WHAT TO PRODUCE
Write out, character for character, the line containing "box: [0, 58, 450, 98]" and all lines after it up to the end of the listing.

+++ INFORMATION GIVEN +++

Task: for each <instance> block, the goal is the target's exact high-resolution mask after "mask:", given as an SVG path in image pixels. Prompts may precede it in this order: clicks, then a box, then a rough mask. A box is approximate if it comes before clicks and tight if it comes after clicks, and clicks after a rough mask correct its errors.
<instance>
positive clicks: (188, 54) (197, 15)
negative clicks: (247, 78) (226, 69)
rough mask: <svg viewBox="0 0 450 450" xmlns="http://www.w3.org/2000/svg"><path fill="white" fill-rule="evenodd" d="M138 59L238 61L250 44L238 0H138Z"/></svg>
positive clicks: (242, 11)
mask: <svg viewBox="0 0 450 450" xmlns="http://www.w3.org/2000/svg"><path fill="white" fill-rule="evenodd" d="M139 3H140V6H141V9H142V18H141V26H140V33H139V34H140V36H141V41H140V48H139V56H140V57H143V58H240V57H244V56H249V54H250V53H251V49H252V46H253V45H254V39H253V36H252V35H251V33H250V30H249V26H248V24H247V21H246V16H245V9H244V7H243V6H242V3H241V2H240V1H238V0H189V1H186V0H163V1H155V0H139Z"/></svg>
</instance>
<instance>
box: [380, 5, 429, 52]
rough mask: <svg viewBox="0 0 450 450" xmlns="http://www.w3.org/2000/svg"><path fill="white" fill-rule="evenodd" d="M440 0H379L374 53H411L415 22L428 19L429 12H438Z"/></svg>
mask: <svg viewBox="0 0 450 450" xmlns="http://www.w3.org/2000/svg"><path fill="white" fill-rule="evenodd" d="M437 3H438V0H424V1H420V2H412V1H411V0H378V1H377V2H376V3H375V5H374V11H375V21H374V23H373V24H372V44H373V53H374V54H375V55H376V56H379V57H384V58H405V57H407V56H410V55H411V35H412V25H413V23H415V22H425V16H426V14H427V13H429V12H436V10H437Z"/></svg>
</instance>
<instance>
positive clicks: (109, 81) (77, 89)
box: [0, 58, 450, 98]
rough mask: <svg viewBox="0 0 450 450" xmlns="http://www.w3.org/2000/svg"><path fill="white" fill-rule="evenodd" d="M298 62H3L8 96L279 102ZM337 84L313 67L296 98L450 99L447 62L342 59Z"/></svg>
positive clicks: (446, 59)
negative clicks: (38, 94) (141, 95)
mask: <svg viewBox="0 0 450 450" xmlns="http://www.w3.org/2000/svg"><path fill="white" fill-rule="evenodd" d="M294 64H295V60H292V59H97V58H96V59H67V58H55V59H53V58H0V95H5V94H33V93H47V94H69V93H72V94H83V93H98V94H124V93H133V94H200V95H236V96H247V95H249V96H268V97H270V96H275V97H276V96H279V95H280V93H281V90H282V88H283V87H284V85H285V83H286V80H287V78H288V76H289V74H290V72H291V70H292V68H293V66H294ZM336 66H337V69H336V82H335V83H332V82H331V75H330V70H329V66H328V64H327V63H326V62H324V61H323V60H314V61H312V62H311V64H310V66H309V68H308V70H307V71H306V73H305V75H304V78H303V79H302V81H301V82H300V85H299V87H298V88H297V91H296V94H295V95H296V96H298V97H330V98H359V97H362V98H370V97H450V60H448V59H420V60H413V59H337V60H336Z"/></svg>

+++

YOUR SOLUTION
box: [0, 58, 450, 98]
rough mask: <svg viewBox="0 0 450 450" xmlns="http://www.w3.org/2000/svg"><path fill="white" fill-rule="evenodd" d="M298 62H3L8 96L279 102ZM337 84L313 67L296 98L450 99L447 62L342 59Z"/></svg>
positive clicks: (446, 59)
negative clicks: (38, 94) (141, 95)
mask: <svg viewBox="0 0 450 450" xmlns="http://www.w3.org/2000/svg"><path fill="white" fill-rule="evenodd" d="M294 64H295V60H292V59H97V58H96V59H67V58H55V59H53V58H0V95H5V94H33V93H47V94H69V93H72V94H83V93H98V94H124V93H133V94H200V95H236V96H247V95H249V96H268V97H270V96H275V97H276V96H279V95H280V93H281V90H282V88H283V87H284V85H285V83H286V80H287V78H288V76H289V74H290V72H291V70H292V68H293V66H294ZM336 66H337V69H336V82H335V83H332V82H331V75H330V70H329V66H328V64H327V63H326V62H324V61H323V60H314V61H312V62H311V64H310V66H309V68H308V70H307V71H306V73H305V75H304V78H303V79H302V81H301V82H300V85H299V87H298V88H297V91H296V94H295V95H296V96H298V97H330V98H359V97H362V98H370V97H450V60H448V59H420V60H413V59H337V60H336Z"/></svg>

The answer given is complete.